To be done: Copy out everything from the line containing "The locator SHOULD return, for each instance of the red" down to the end of the material below, keeping every line. Multiply each x and y coordinate in the answers by 1.15 and round to whole numbers, rounding halves up, and leave all other wording unchanged.

╔══

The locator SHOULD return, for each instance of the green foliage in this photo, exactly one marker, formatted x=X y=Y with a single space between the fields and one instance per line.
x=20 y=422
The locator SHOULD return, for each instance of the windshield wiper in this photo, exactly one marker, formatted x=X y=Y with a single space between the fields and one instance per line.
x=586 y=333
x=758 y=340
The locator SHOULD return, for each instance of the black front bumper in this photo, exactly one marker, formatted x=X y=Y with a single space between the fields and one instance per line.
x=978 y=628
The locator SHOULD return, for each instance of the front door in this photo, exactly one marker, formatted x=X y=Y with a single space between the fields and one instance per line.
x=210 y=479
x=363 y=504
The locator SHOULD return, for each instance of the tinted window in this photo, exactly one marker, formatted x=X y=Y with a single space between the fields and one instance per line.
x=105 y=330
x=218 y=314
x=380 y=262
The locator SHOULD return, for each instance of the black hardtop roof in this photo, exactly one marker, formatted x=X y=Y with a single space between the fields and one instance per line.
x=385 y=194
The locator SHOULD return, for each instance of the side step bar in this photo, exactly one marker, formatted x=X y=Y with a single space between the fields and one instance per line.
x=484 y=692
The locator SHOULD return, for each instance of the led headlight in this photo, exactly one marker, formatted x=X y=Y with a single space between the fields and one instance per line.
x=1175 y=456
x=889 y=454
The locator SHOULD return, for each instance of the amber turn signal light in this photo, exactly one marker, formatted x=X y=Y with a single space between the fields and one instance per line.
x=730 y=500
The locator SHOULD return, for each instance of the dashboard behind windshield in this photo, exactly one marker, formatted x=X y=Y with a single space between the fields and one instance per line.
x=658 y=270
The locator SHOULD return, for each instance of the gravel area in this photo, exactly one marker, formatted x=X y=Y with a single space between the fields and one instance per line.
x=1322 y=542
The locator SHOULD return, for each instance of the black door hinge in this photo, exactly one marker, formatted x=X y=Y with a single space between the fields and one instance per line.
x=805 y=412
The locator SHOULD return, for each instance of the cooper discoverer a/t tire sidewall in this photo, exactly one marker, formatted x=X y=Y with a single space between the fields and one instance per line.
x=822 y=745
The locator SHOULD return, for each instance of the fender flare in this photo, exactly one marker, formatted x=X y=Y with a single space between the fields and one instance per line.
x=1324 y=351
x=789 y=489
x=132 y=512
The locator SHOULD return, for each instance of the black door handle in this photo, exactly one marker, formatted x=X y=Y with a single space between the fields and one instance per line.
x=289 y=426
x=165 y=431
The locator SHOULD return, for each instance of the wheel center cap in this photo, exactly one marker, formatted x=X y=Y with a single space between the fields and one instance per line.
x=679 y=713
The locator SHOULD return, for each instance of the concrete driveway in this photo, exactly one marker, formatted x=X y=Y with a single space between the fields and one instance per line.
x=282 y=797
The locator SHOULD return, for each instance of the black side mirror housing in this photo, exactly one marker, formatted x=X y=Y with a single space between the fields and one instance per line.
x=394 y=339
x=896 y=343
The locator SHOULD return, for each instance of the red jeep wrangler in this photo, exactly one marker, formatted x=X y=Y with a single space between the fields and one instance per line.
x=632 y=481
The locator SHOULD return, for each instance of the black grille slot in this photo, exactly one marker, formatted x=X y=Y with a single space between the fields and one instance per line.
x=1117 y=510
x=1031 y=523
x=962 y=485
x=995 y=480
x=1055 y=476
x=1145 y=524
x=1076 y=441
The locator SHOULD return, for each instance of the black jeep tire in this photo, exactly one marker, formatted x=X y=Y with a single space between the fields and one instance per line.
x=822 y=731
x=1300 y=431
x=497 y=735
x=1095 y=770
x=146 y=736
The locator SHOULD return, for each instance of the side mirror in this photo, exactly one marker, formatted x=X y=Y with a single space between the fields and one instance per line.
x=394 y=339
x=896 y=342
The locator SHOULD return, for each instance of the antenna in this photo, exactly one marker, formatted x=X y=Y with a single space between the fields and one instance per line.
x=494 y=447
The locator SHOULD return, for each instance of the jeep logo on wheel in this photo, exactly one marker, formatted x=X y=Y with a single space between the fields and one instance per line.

╚══

Correct answer:
The locator SHOULD return, for each instance of the red jeep wrangler in this photo, exactly one marker, formatted x=X y=Y with a single space between the fields and one instance per line.
x=727 y=553
The locator SHOULD return, for each instance of the black grille slot in this photo, exactly one marker, formatted x=X y=Y with a single space between the fields and one instance per line.
x=1285 y=587
x=1186 y=601
x=1106 y=558
x=1144 y=552
x=1213 y=547
x=1317 y=603
x=1237 y=507
The locator SHOULD return, for each instance of the black jeep tire in this photo, exactly one marker, formatted x=X y=Y with a single space between the fields and one instance per line.
x=945 y=841
x=1495 y=496
x=572 y=845
x=1259 y=886
x=168 y=846
The locator SHOULD return, for each instance of the side mirror in this photo, exactly one marker, formatted x=X y=Y with a single space between the fields and one instance per line.
x=453 y=390
x=1030 y=393
The locator SHOULD return, for each instance of the antenna in this photo, exactly one marker, formatted x=X y=Y with a single space between the fields and one instance per line.
x=568 y=514
The locator SHOULD return, for each instance of the jeep logo on wheel in this photo, exactly one marker, formatted x=X y=Y with a single space between the fields and one instance per line.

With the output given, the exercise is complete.